Stored items:
++++++

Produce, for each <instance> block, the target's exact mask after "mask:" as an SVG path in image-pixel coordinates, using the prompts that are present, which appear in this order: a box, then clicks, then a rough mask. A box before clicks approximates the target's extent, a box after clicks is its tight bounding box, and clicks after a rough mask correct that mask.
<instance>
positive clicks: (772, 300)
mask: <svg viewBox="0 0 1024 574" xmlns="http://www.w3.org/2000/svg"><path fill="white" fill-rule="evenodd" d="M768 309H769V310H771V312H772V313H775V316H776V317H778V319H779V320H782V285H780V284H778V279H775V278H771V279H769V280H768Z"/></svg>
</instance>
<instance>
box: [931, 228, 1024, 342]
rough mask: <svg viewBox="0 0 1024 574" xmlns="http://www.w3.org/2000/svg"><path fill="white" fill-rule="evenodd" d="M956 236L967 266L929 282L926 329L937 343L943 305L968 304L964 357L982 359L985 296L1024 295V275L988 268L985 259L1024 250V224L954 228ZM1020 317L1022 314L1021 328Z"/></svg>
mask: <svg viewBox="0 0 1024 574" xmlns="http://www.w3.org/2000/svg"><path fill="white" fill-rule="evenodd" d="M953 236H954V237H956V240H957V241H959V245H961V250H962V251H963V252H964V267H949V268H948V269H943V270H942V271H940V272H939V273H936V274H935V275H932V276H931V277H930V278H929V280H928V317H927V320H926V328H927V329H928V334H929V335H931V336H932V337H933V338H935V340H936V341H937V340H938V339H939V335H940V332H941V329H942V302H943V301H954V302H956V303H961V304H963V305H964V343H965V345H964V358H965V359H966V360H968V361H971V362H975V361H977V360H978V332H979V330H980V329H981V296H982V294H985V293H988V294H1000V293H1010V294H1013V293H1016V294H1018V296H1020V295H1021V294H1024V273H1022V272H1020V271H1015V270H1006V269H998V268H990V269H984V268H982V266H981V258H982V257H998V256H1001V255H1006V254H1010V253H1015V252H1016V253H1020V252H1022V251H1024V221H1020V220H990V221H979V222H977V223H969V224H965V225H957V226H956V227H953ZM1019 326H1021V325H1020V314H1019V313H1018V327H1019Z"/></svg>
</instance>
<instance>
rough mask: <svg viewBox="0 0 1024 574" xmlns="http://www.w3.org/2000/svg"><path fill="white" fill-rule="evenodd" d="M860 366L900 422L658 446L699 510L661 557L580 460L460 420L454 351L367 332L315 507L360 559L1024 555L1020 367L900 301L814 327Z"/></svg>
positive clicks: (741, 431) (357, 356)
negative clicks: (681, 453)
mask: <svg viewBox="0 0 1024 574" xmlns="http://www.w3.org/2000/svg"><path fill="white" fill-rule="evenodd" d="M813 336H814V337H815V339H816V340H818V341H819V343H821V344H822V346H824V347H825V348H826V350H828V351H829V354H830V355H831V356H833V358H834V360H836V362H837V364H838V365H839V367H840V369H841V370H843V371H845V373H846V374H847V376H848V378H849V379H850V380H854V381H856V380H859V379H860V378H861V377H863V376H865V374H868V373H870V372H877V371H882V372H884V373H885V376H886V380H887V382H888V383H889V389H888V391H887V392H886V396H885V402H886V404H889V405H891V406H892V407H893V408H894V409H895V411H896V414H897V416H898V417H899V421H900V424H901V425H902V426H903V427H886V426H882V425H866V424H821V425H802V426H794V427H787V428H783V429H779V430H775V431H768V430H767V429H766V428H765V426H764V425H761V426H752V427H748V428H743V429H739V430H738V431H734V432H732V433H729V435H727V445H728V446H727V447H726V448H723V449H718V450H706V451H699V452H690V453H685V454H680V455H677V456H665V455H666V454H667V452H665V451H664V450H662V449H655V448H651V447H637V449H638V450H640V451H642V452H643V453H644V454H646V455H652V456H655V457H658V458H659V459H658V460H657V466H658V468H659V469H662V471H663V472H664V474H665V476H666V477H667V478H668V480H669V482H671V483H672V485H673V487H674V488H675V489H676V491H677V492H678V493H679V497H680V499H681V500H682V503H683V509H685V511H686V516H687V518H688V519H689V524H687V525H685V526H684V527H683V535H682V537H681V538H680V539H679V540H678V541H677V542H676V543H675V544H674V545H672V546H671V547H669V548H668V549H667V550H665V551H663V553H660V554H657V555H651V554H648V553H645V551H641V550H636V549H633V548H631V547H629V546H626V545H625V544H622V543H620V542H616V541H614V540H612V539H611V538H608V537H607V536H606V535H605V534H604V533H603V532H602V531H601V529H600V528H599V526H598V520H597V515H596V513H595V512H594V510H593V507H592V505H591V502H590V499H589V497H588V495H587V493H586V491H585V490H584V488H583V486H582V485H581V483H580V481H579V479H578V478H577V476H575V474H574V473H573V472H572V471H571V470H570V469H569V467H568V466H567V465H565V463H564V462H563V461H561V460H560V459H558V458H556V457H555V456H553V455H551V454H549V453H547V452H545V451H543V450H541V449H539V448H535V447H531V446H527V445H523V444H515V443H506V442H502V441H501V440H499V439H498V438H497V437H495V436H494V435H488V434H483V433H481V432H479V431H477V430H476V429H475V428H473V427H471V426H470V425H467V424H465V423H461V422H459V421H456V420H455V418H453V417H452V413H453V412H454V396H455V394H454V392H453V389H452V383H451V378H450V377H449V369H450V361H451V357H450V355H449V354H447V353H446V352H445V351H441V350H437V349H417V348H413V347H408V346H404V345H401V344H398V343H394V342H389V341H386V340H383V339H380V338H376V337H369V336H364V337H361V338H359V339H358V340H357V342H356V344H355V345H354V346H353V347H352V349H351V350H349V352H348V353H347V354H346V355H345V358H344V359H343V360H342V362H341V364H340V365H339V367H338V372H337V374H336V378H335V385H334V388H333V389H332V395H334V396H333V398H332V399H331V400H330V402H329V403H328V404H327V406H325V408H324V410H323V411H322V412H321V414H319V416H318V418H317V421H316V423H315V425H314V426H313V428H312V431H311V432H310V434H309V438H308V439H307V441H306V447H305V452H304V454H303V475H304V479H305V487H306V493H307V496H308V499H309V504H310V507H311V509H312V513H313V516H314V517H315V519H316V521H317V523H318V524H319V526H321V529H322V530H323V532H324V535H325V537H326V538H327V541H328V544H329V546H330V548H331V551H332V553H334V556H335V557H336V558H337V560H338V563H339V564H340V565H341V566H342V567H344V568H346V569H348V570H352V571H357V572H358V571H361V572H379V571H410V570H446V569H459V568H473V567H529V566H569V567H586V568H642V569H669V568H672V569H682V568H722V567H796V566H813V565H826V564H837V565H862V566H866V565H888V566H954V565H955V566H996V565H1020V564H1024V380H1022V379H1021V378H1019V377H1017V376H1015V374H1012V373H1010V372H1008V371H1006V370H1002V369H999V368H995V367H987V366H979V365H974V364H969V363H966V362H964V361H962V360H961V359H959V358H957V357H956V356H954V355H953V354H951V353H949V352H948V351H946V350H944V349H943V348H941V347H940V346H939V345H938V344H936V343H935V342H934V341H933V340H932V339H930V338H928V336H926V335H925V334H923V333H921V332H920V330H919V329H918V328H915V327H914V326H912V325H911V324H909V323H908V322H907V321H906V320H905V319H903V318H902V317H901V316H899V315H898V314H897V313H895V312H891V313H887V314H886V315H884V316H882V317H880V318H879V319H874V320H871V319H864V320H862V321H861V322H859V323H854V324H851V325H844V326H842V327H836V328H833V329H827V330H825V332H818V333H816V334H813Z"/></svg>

++++++

BRIEF:
Please be sure to repeat every entry exactly.

EXPECTED OUTPUT:
Produce, for each <instance> block, the target's exact mask after "mask:" as an SVG path in image-pixel coordinates, using the prompts that are present, which appear in this order: a box, then clicks, then a rough mask. A box before clicks approximates the target's extent, a box after clicks is its tight bounding box, and clicks after a rough mask correct that mask.
<instance>
positive clicks: (772, 300)
mask: <svg viewBox="0 0 1024 574" xmlns="http://www.w3.org/2000/svg"><path fill="white" fill-rule="evenodd" d="M768 309H769V310H771V312H772V313H775V316H776V317H778V319H779V320H782V285H780V284H778V279H775V278H771V279H769V280H768Z"/></svg>
</instance>
<instance>
box: [931, 228, 1024, 342]
rough mask: <svg viewBox="0 0 1024 574" xmlns="http://www.w3.org/2000/svg"><path fill="white" fill-rule="evenodd" d="M956 236L967 266L929 282L926 329L937 343L943 305L968 304L964 357L982 359L985 296L1024 295V275L988 268L985 259L1024 250V224L954 228ZM1020 317L1022 314L1021 328Z"/></svg>
mask: <svg viewBox="0 0 1024 574" xmlns="http://www.w3.org/2000/svg"><path fill="white" fill-rule="evenodd" d="M953 236H954V237H956V240H957V241H959V245H961V250H962V251H963V252H964V267H949V268H948V269H943V270H942V271H940V272H939V273H936V274H935V275H932V276H931V277H930V278H929V280H928V317H927V320H926V328H927V329H928V334H929V335H931V336H932V337H933V338H935V340H936V341H937V340H938V339H939V335H940V332H941V329H942V302H943V301H954V302H956V303H961V304H963V305H964V343H965V345H964V358H965V359H966V360H968V361H971V362H975V361H977V360H978V332H979V330H980V329H981V296H982V294H985V293H988V294H1000V293H1010V294H1013V293H1016V294H1018V296H1020V295H1021V294H1024V273H1022V272H1020V271H1015V270H1006V269H998V268H990V269H984V268H982V266H981V258H982V257H998V256H1001V255H1006V254H1010V253H1015V252H1016V253H1020V252H1022V251H1024V221H1020V220H990V221H979V222H977V223H969V224H965V225H957V226H956V227H953ZM1019 326H1021V325H1020V314H1019V313H1018V327H1019Z"/></svg>
</instance>
<instance>
rough mask: <svg viewBox="0 0 1024 574" xmlns="http://www.w3.org/2000/svg"><path fill="white" fill-rule="evenodd" d="M860 366L900 422L658 446L699 510L661 557L580 460L460 420L454 351L367 332L315 507L360 559L1024 555L1020 367L900 301L814 327Z"/></svg>
positive clicks: (741, 431) (357, 356)
negative clicks: (681, 453)
mask: <svg viewBox="0 0 1024 574" xmlns="http://www.w3.org/2000/svg"><path fill="white" fill-rule="evenodd" d="M813 336H814V337H815V339H816V340H818V341H819V343H821V344H822V346H824V347H825V348H826V350H828V351H829V354H830V355H831V356H833V358H834V360H836V362H837V364H838V365H839V367H840V369H841V370H843V371H845V373H846V374H847V376H848V378H849V379H850V380H854V381H856V380H859V379H860V378H861V377H863V376H865V374H868V373H870V372H877V371H882V372H884V373H885V376H886V380H887V382H888V383H889V389H888V391H887V392H886V396H885V402H886V404H889V405H891V406H892V407H893V408H894V409H895V411H896V414H897V416H898V417H899V421H900V424H901V425H902V426H903V427H886V426H882V425H866V424H821V425H802V426H794V427H787V428H783V429H779V430H775V431H768V430H767V429H766V428H765V426H764V425H761V426H752V427H748V428H743V429H739V430H738V431H734V432H732V433H729V435H727V445H728V446H727V447H726V448H723V449H718V450H706V451H699V452H690V453H685V454H680V455H677V456H665V455H666V454H667V452H665V451H664V450H662V449H655V448H651V447H637V449H638V450H640V451H642V452H643V453H644V454H646V455H652V456H655V457H658V458H659V459H658V460H657V466H658V468H659V469H662V471H663V472H664V474H665V476H666V477H667V478H668V480H669V482H671V483H672V485H673V487H674V488H675V489H676V491H677V492H678V493H679V497H680V499H681V500H682V503H683V509H685V511H686V516H687V518H688V519H689V524H687V525H685V526H684V527H683V535H682V537H681V538H680V539H679V540H678V541H677V542H676V543H675V544H674V545H672V546H671V547H669V548H668V549H667V550H665V551H663V553H660V554H657V555H651V554H648V553H645V551H641V550H636V549H633V548H631V547H629V546H626V545H625V544H622V543H620V542H616V541H614V540H612V539H611V538H608V537H607V536H606V535H605V534H604V533H603V532H602V531H601V529H600V528H599V526H598V520H597V515H596V513H595V512H594V510H593V507H592V505H591V502H590V499H589V497H588V495H587V493H586V491H585V490H584V488H583V486H582V485H581V483H580V481H579V479H578V478H577V476H575V474H574V473H573V472H572V471H571V470H570V469H569V467H568V466H567V465H565V463H564V462H563V461H561V460H560V459H558V458H556V457H555V456H553V455H551V454H549V453H547V452H545V451H543V450H541V449H539V448H535V447H531V446H527V445H523V444H515V443H506V442H502V441H501V440H499V439H498V438H497V437H495V436H494V435H488V434H483V433H481V432H479V431H477V430H476V429H475V428H473V427H471V426H470V425H467V424H465V423H461V422H459V421H456V420H455V418H453V417H452V413H453V412H454V396H455V394H454V392H453V389H452V383H451V378H450V377H449V369H450V361H451V357H450V355H449V354H447V353H446V352H445V351H441V350H437V349H417V348H413V347H408V346H404V345H401V344H398V343H394V342H389V341H386V340H383V339H380V338H376V337H369V336H364V337H361V338H359V339H358V340H357V342H356V344H355V345H354V346H353V347H352V349H351V350H349V352H348V353H347V354H346V355H345V358H344V359H343V360H342V362H341V364H340V365H339V367H338V372H337V374H336V378H335V385H334V388H333V389H332V395H334V396H333V398H332V399H331V400H330V402H329V403H328V404H327V406H325V408H324V410H323V411H322V412H321V414H319V416H318V418H317V421H316V423H315V425H314V426H313V428H312V431H311V432H310V434H309V438H308V439H307V441H306V447H305V452H304V454H303V475H304V479H305V487H306V493H307V496H308V499H309V504H310V507H311V509H312V513H313V516H314V517H315V519H316V521H317V523H318V524H319V526H321V529H322V530H323V532H324V535H325V537H326V538H327V541H328V544H329V546H330V548H331V551H332V553H334V556H335V557H336V558H337V560H338V563H339V564H340V565H341V566H342V567H344V568H346V569H348V570H352V571H357V572H358V571H361V572H379V571H410V570H446V569H459V568H473V567H529V566H569V567H586V568H642V569H669V568H672V569H682V568H722V567H796V566H813V565H826V564H837V565H862V566H866V565H888V566H954V565H955V566H996V565H1020V564H1024V380H1022V379H1021V378H1019V377H1017V376H1015V374H1012V373H1010V372H1008V371H1006V370H1002V369H999V368H995V367H987V366H979V365H974V364H969V363H966V362H964V361H962V360H961V359H959V358H957V357H956V356H954V355H953V354H951V353H949V352H948V351H946V350H944V349H943V348H941V347H940V346H939V345H938V344H936V343H935V342H934V341H933V340H932V339H930V338H928V336H926V335H925V334H923V333H921V332H920V330H919V329H918V328H915V327H914V326H912V325H911V324H909V323H908V322H907V321H906V320H905V319H903V318H902V317H901V316H899V315H898V314H897V313H895V312H891V313H887V314H886V315H884V316H882V317H880V318H879V319H874V320H871V319H864V320H862V321H861V322H859V323H854V324H851V325H844V326H842V327H836V328H833V329H827V330H825V332H818V333H816V334H813Z"/></svg>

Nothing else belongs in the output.